▸ WORK TO COMPLETE
Could you rescale the records from the line holding "If you could pick out the dark gray" through the end of the records, inclusive, giving every one of those lines again with its request unchanged? Multiply each coordinate in the answers by 0.45, round to whole numbers with halves going up, and return only these lines.

### MATERIAL ###

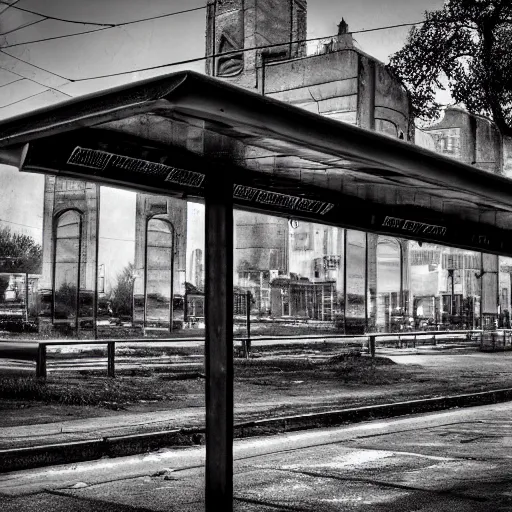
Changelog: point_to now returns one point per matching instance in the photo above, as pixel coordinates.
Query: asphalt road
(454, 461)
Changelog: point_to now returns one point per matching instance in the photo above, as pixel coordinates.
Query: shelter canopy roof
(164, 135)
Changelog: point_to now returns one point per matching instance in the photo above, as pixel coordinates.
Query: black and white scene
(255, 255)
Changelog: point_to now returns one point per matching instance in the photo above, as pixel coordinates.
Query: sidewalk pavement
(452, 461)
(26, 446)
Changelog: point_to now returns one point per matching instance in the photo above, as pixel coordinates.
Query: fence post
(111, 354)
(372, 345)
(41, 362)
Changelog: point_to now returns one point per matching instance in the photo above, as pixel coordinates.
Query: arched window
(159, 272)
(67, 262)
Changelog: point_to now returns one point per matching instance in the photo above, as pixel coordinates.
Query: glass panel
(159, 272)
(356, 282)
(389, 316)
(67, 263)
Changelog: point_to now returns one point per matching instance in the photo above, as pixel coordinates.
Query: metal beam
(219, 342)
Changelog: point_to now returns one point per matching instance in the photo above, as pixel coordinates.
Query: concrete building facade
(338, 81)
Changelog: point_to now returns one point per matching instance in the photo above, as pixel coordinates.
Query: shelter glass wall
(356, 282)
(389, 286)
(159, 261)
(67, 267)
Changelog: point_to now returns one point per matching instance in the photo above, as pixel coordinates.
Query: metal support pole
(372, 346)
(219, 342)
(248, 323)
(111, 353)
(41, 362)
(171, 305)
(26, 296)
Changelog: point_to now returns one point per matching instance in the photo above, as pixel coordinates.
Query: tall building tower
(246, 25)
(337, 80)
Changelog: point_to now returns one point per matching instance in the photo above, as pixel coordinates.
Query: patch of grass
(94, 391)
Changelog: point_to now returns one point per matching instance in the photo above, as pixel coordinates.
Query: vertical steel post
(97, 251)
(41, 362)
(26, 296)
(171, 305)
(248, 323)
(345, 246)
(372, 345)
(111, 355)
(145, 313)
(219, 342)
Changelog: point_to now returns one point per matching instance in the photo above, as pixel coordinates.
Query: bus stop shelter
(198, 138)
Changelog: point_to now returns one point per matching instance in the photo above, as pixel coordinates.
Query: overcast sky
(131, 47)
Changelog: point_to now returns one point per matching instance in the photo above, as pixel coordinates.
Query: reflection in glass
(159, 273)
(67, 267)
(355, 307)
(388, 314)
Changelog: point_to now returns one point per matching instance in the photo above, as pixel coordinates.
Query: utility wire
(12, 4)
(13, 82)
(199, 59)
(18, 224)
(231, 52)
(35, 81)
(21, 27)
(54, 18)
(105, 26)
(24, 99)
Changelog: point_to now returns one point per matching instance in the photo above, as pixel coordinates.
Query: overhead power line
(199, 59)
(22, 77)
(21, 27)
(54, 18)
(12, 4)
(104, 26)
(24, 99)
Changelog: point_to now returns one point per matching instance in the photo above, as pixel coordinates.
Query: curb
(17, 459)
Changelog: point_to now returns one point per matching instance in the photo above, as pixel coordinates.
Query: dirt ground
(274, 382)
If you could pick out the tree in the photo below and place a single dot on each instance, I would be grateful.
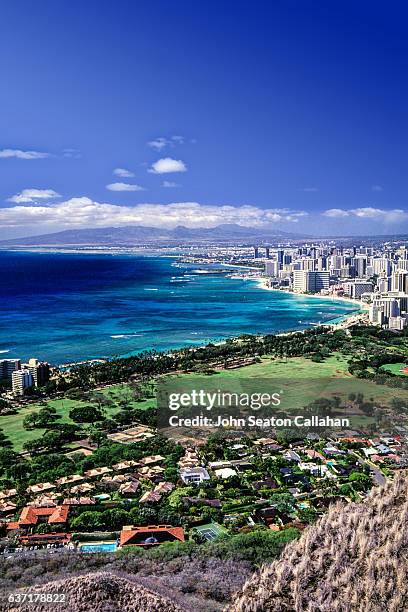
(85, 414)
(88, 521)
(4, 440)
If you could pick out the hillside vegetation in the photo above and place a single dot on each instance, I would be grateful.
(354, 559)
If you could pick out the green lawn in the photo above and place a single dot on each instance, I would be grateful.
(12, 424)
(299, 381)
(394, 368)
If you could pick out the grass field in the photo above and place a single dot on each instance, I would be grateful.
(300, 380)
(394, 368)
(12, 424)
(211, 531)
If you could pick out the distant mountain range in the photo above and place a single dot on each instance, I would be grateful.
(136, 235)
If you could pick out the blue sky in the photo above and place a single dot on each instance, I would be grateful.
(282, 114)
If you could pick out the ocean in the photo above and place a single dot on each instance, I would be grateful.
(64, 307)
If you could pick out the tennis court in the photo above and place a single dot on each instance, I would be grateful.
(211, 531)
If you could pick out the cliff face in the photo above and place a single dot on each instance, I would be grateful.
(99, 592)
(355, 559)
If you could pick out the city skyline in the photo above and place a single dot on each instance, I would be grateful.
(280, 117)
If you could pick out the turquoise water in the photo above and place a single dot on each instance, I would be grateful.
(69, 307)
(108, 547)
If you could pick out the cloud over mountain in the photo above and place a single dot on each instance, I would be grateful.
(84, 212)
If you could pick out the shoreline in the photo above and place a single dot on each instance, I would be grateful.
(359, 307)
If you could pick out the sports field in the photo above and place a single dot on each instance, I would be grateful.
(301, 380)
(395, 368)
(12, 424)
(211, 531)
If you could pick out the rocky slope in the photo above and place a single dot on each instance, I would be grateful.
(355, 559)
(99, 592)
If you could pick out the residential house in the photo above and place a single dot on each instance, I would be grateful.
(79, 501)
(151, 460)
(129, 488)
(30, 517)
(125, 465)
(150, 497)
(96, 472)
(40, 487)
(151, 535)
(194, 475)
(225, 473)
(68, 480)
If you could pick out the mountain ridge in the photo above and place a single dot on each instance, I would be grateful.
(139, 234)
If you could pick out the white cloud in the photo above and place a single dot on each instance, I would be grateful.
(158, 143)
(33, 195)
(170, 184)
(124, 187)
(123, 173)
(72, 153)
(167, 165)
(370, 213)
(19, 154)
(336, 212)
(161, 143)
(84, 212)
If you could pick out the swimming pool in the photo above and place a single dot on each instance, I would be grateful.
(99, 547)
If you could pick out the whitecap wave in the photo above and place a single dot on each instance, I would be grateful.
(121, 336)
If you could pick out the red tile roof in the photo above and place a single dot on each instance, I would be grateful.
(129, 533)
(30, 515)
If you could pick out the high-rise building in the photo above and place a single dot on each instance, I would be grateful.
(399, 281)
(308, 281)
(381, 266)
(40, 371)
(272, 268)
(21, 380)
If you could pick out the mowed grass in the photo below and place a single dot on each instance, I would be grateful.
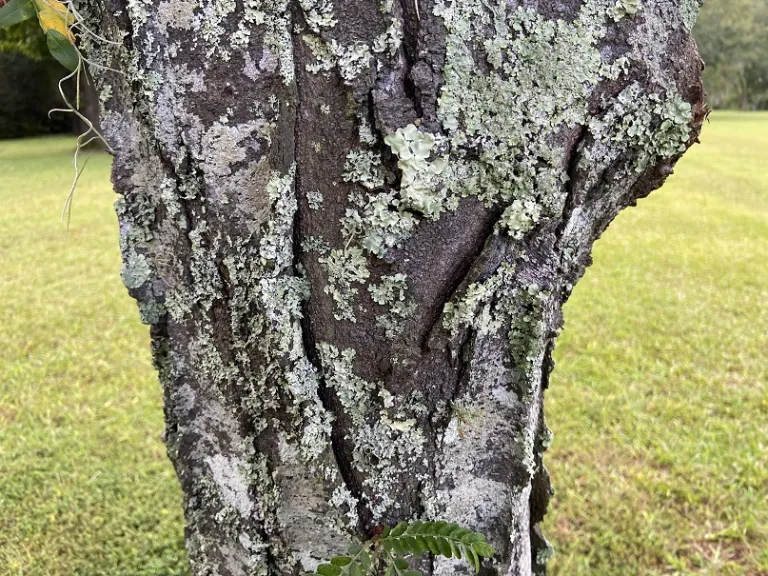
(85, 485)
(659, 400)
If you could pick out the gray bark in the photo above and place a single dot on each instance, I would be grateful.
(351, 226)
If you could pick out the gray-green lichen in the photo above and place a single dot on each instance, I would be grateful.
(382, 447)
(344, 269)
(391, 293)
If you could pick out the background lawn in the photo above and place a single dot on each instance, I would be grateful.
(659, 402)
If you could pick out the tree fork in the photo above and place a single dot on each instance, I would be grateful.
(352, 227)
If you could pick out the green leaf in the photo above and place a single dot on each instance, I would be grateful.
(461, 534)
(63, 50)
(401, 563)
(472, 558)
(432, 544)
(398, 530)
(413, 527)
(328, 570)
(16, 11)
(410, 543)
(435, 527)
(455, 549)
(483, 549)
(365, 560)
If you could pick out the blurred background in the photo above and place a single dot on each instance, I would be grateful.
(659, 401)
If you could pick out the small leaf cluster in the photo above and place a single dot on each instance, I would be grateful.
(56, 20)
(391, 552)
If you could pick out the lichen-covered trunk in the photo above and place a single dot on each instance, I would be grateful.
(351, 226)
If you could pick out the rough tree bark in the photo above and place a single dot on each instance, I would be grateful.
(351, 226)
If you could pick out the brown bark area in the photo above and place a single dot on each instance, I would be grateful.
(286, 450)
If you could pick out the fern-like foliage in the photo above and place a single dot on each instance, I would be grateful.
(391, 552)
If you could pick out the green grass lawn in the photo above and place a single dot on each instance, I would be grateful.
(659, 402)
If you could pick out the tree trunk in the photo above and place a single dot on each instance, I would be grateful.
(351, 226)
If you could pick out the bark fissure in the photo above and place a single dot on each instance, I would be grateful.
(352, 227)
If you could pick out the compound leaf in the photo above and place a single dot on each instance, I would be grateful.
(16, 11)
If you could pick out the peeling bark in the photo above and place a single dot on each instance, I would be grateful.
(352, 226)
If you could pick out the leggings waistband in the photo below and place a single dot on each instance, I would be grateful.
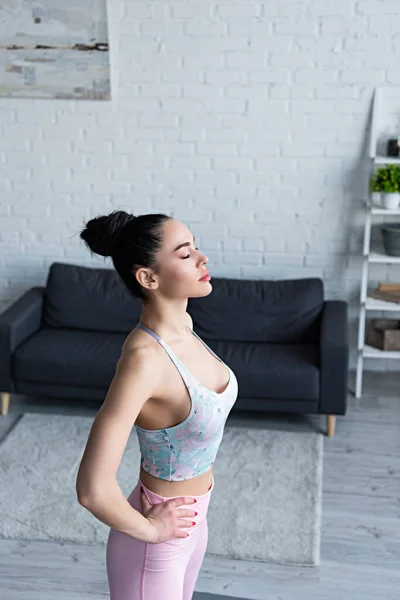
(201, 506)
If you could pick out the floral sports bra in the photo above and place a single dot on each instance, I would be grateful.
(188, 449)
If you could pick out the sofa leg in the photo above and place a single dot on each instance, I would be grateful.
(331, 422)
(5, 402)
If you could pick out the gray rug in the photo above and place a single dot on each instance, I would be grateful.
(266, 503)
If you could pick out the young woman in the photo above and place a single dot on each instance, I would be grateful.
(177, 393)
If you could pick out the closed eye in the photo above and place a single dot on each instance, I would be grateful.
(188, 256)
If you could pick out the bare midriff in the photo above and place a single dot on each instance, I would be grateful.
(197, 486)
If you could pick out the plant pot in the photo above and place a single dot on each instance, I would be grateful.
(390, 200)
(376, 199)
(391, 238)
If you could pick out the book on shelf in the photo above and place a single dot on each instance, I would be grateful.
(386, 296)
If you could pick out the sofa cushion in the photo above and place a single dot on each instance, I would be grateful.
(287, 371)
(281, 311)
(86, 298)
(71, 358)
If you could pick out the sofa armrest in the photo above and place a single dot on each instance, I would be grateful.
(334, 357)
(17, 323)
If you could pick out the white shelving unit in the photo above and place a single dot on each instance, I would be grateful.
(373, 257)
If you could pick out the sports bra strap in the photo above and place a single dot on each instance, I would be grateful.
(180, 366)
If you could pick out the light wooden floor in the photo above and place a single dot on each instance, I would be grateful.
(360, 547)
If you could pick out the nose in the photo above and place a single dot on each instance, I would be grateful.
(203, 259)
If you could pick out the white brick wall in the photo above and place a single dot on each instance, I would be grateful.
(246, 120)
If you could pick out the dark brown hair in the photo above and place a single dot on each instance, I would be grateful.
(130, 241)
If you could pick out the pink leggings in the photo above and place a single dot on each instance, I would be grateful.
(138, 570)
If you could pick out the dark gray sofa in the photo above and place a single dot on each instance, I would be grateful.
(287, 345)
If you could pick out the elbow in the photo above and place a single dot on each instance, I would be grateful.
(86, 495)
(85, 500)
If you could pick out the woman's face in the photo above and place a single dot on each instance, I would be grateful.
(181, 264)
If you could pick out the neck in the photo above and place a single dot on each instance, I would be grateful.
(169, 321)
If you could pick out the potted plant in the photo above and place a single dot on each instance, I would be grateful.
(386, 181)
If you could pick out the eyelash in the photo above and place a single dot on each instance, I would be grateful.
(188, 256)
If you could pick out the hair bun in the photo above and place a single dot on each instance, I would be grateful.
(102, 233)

###

▸ SOLUTION TO THIS TASK
If you could pick out the dark gray sofa in the photo above and place a single dot on each instance, I would be grateful.
(129, 155)
If you could pick out the elbow in the photo above and place a single dot on each instance, I would be grateful.
(39, 223)
(38, 225)
If you could pick out the woman's face in the photo above and place a single dot on each instance, I would be grateful.
(81, 119)
If you could pick out the neck in the photo above and place a single dot on each instance, I would be grateful.
(76, 144)
If you could pick out the potted plant in the photo above and place a single dot on each instance, I would be grateful.
(174, 81)
If you could pick out the eyelash in the photo above and place a single dot on each instance, I would be grateful.
(85, 115)
If you could pick out the hair bun in the photo above and place a single dot on each instance, I would be grateful.
(46, 105)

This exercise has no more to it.